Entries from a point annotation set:
• • • •

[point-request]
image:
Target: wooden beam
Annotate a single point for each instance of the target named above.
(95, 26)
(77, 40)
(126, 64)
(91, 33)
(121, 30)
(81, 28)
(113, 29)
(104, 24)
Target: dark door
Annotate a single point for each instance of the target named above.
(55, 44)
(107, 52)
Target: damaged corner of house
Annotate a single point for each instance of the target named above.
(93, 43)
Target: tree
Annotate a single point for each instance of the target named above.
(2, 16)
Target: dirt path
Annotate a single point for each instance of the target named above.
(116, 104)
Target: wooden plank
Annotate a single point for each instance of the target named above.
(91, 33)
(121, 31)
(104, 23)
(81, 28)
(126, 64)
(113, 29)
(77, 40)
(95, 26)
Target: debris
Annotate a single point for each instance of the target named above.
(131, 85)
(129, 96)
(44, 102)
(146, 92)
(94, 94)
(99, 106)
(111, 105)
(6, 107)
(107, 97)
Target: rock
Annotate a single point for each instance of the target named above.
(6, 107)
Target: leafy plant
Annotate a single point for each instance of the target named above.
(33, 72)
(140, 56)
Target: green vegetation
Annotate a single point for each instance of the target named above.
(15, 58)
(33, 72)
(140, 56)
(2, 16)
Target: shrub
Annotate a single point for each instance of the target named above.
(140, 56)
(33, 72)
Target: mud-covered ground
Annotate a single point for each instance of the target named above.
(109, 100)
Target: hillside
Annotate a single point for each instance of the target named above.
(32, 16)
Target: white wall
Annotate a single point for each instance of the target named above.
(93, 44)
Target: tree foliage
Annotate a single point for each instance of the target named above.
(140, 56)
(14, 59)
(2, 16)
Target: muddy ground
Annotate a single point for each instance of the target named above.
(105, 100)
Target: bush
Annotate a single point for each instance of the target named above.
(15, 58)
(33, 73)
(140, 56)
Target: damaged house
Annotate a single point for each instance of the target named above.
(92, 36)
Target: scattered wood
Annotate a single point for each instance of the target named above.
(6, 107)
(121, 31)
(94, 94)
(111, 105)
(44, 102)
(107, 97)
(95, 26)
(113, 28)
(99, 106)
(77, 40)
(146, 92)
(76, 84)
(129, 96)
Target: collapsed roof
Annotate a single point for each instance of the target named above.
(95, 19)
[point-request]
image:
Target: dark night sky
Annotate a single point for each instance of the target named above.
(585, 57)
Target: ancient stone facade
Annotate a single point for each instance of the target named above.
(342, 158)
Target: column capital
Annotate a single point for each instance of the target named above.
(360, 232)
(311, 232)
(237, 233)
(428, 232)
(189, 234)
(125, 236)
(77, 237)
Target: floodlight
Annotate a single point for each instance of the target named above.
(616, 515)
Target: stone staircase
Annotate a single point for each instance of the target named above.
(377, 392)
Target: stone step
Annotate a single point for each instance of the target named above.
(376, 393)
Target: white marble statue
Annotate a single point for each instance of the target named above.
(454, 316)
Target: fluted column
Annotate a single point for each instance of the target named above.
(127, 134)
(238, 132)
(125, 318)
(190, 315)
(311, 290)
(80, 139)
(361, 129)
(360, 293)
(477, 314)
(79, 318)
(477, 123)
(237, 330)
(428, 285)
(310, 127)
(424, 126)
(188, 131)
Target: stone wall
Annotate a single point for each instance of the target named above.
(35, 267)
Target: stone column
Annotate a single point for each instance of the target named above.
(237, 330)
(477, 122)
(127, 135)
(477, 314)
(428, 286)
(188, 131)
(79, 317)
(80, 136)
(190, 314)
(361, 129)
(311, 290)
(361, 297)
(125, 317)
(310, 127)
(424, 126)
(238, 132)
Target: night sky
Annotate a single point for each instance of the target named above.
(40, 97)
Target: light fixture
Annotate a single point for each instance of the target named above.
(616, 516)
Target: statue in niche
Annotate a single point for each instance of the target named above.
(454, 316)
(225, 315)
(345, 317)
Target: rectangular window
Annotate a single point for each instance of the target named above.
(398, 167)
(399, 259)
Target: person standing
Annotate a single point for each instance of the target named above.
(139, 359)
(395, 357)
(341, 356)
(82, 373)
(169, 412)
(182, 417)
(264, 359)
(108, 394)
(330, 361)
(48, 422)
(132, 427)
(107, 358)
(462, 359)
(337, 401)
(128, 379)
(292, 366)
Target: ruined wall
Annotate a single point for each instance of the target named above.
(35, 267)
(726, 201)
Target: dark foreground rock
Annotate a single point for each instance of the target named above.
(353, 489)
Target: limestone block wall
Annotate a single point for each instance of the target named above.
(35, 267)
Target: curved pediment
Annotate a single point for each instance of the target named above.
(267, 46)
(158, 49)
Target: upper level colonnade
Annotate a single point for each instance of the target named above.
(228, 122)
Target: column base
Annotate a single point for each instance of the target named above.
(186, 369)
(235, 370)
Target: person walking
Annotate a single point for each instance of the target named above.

• • • •

## Set task
Output only the lines running from the line with "Target: dark foreground rock" through the final line of the data, inclusive.

## The completed task
Target: dark foreground rock
Annotate a single point for each instance of the target named above.
(353, 489)
Target: limestone block wall
Annotate a single point for each instance of the target named above.
(35, 267)
Target: curved pediment
Annotate a single point for each instance of the target named above.
(267, 46)
(158, 49)
Target: upper level colonnade
Annotate a single point for each instance of the target named above.
(228, 122)
Target: column base
Annotate a single point for each instance of the target named above.
(186, 369)
(235, 370)
Target: person walking
Annotate a single point for each instance of the target named above.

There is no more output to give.